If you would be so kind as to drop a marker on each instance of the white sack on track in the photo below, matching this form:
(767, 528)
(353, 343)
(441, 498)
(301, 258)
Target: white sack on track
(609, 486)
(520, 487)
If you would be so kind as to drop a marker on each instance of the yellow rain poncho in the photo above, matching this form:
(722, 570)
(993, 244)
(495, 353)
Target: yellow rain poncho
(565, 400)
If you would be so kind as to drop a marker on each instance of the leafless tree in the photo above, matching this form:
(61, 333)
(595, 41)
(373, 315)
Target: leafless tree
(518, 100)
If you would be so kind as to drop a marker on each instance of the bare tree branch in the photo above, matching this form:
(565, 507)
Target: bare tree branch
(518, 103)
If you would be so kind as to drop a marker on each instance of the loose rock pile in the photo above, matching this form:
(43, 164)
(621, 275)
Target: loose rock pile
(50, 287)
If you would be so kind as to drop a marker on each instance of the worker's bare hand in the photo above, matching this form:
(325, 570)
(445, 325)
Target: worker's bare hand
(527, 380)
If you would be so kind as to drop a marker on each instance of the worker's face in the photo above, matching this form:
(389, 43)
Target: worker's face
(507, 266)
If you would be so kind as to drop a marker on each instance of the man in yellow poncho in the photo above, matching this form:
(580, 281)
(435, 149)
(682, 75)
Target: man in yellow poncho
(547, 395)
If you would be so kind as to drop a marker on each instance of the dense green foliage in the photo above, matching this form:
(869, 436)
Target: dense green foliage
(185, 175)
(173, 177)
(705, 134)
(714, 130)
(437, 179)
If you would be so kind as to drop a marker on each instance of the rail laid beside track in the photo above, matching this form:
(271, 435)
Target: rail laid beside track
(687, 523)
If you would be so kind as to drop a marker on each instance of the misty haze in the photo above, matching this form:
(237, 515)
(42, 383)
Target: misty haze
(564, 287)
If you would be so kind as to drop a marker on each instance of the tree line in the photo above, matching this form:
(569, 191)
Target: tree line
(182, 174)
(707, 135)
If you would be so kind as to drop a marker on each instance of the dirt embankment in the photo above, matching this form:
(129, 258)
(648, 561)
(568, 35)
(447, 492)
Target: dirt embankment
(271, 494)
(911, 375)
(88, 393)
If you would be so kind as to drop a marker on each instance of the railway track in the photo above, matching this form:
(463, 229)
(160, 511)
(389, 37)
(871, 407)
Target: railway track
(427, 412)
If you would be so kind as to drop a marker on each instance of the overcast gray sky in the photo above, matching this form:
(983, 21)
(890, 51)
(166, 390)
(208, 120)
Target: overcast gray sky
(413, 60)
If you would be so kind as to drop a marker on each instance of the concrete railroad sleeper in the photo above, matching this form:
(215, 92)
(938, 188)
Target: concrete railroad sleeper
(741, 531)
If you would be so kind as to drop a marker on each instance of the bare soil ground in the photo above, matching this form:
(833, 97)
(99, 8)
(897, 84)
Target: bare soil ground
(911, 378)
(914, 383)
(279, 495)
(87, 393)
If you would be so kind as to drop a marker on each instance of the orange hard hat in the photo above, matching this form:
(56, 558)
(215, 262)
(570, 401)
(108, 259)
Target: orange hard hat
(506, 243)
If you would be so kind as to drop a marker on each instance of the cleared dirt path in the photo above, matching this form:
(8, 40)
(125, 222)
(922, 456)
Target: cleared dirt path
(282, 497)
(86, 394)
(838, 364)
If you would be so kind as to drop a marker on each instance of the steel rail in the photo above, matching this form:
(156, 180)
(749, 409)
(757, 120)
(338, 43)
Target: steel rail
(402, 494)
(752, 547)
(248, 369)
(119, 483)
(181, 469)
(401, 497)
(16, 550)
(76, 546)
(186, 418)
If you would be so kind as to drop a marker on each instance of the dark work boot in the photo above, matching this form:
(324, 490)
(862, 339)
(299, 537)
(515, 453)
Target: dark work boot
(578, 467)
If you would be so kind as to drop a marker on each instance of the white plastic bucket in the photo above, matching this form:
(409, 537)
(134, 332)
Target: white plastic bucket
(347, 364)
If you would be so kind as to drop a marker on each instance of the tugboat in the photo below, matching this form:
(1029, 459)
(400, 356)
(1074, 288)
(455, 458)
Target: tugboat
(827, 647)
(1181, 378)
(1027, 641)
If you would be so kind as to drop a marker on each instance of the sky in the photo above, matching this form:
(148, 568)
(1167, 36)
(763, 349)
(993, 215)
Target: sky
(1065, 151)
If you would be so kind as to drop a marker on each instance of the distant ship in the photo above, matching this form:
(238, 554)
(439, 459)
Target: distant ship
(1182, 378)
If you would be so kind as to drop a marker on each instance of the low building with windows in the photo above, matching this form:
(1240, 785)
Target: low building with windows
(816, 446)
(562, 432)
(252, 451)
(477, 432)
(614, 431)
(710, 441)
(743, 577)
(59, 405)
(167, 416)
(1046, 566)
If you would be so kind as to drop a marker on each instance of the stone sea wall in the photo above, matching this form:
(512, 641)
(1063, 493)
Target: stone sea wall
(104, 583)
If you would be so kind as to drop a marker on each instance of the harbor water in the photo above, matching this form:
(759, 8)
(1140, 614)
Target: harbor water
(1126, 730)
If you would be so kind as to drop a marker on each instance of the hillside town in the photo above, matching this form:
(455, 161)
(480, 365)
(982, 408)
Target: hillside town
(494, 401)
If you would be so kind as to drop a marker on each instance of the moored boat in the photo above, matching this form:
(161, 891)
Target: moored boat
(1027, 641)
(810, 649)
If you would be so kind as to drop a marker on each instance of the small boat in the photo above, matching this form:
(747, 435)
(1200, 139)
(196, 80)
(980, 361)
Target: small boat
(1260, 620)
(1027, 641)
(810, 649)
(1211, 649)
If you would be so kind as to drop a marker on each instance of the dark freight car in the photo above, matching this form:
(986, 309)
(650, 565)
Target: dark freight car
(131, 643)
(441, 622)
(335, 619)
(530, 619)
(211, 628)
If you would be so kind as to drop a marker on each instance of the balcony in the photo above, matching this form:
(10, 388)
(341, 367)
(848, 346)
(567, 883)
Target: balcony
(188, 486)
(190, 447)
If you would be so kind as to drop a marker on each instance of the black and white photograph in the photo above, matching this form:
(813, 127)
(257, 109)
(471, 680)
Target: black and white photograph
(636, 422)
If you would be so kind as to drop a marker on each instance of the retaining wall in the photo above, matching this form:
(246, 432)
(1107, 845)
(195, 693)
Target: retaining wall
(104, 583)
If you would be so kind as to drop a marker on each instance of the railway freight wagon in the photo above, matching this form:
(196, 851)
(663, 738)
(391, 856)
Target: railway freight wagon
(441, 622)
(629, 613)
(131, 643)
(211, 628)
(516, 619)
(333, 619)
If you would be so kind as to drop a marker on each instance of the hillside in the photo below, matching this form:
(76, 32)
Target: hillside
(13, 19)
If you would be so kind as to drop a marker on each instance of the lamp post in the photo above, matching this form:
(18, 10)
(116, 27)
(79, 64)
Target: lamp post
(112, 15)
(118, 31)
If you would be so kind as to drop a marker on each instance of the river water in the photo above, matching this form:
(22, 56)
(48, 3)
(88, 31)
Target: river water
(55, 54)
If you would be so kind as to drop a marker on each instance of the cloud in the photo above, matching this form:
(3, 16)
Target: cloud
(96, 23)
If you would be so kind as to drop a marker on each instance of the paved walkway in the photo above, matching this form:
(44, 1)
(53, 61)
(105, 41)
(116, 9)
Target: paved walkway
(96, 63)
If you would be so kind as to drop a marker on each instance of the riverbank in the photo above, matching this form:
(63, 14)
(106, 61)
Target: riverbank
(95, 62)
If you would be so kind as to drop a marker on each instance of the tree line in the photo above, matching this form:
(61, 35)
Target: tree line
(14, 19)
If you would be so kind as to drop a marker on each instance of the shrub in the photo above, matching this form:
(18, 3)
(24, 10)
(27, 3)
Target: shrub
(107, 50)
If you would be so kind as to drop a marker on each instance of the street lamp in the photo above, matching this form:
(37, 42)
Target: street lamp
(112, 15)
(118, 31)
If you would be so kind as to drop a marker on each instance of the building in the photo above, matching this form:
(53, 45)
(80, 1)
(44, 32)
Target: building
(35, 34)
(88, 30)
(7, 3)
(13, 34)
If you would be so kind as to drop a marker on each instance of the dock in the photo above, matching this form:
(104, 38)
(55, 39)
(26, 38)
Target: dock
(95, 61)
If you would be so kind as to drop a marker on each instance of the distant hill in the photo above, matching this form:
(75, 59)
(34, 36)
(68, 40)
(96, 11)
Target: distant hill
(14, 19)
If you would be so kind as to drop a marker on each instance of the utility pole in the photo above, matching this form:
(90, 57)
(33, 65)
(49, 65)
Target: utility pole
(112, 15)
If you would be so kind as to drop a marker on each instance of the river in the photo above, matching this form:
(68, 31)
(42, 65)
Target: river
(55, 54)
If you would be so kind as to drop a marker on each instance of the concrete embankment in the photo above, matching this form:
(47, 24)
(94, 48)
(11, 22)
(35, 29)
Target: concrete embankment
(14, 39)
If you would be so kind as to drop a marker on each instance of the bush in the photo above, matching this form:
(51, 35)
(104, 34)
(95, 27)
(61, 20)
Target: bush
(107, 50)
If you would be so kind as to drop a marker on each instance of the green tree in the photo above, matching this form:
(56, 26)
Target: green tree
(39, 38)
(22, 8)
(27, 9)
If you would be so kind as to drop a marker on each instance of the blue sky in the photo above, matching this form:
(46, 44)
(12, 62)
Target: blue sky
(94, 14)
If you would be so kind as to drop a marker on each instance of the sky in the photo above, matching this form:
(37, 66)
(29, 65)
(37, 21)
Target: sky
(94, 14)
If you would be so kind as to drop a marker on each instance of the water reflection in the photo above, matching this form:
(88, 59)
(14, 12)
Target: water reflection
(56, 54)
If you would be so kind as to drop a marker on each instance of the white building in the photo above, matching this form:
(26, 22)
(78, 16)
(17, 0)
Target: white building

########################################

**TASK ITEM**
In the data, how many lines hold the word "below"? State that number alone.

**TASK RESPONSE**
3